• **SELECTED EXCERPT**:
.....
This is an action for statutory damages on account of a boy’s death occasioned, as is charged, by the negligence of the defendant railway .company. The plaintiffs are named as “Charles Habel and Katie Habel.” The petition opens thus:

“The plaintiffs state that they are the father and mother of William C. Habel, who died a minor and unmarried on the twenty-fourth day of November, 1892.” Then follow allegations of defendant’s corporate character and of the particulars of the killing of the boy. The negligence of defendant is charged to be the moving of one of its cars suddenly, while the boy was getting aboard as a passenger, in consequence of which, it is alleged, he fell, was run over and was killed. Plaintiffs pray judgment for $5,000 and costs.

The answer is a general denial (except as to defendant’s incorporation) and a plea of the boy’s own negligence. The latter plea was put in issue by a reply.

At the trial testimony was given tending to prove plaintiffs’ case. Among other things Mrs. Habel testified that her husband was the father and she was the mother of the boy. The circumstances of his death need not be gone into now. ' The result of this appeal is found to turn on a different point.

The jury returned a verdict for plaintiffs after receiving a number of instructions on the law applica*163ble to the facts disclosed. One of plaintiffs’ instructions called for findings “that said William was a minor and unmarried, and that plaintiffs are the father and mother of said William.”

The trial was a contested one. The issue as to the parentage of the child was not eliminated at that time by any admission on the part of defendant.

After a verdict for plaintiffs, defendant moved for a new trial. Among other grounds of the motion were alleged error in plaintiffs’ instructions, and the statement that Ohas. Habel was not the father of the child, and hence not entitled to recover.

In support of the motion defendant submitted affidavits tending to establish the fact just stated in regard to the paternity of the boy, and to show that the latter was born of the female plaintiff before her marriage to Charles Habel. Pending defendant’s motion for new trial, plaintiffs filed a motion “to amend the pleadings, verdict and judgment in this cause by striking out the name of Charles Habel as one of the plaintiffs and to allow the judgment to stand in the name of Katie Habel,” because:

“First. That the name of Charles Habel, as plaintiff, was used through mistake, as to his relation to the deceased, William C. Habel — and said Charles Habel was not a necessary party.
.....
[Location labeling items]
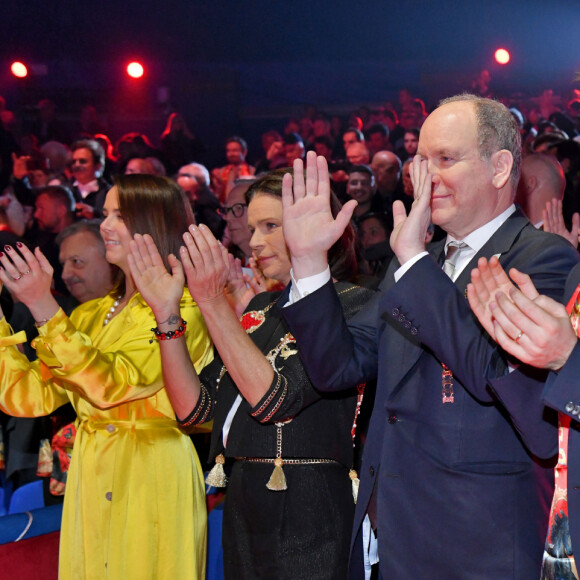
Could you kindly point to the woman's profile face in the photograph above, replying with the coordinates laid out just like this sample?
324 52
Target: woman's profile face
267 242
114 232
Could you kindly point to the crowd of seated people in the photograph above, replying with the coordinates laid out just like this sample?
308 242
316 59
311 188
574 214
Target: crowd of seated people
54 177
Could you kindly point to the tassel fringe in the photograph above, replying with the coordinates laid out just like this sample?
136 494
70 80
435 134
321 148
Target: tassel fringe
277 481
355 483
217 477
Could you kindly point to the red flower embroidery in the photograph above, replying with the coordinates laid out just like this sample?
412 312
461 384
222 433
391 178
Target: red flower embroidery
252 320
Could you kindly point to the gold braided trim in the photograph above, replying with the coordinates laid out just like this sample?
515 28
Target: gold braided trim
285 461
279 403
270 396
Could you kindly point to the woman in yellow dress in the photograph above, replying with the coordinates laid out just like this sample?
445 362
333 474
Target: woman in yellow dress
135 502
.....
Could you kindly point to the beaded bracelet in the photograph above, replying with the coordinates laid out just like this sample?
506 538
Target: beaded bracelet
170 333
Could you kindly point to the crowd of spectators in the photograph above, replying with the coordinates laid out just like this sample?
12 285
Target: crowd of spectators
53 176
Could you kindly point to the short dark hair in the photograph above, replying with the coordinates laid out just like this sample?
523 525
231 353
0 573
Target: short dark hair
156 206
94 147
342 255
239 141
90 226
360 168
.....
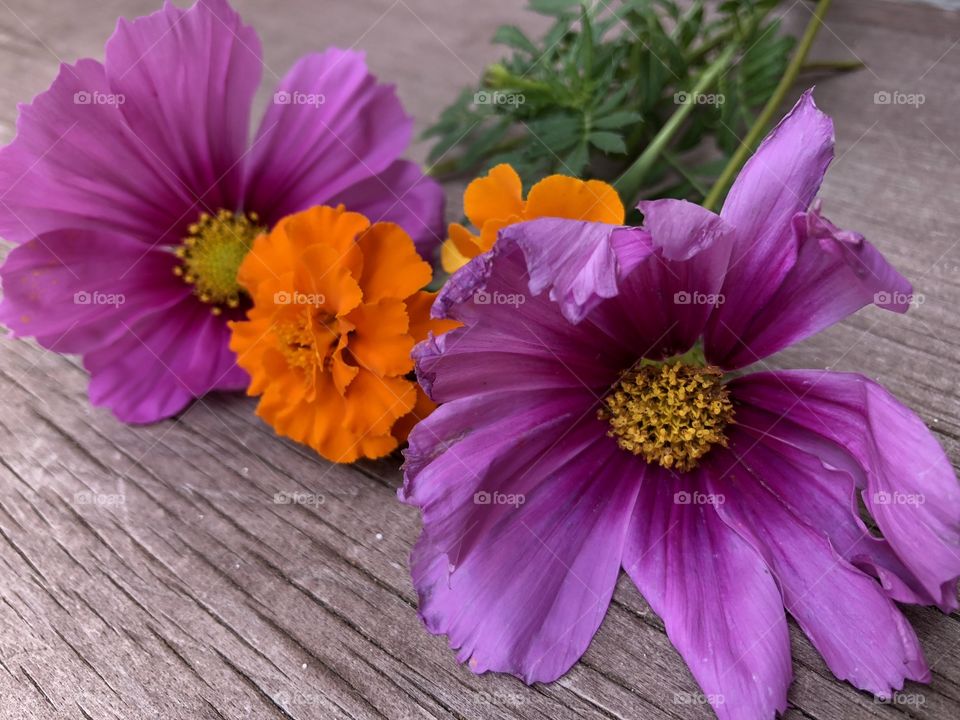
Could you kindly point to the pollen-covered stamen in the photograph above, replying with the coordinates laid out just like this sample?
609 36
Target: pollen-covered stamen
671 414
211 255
.....
• **WHAT THE EXERCISE ASKS**: In the court opinion above, what amount do the plaintiffs pray judgment for?

• **WRITTEN SOLUTION**: $5,000 and costs.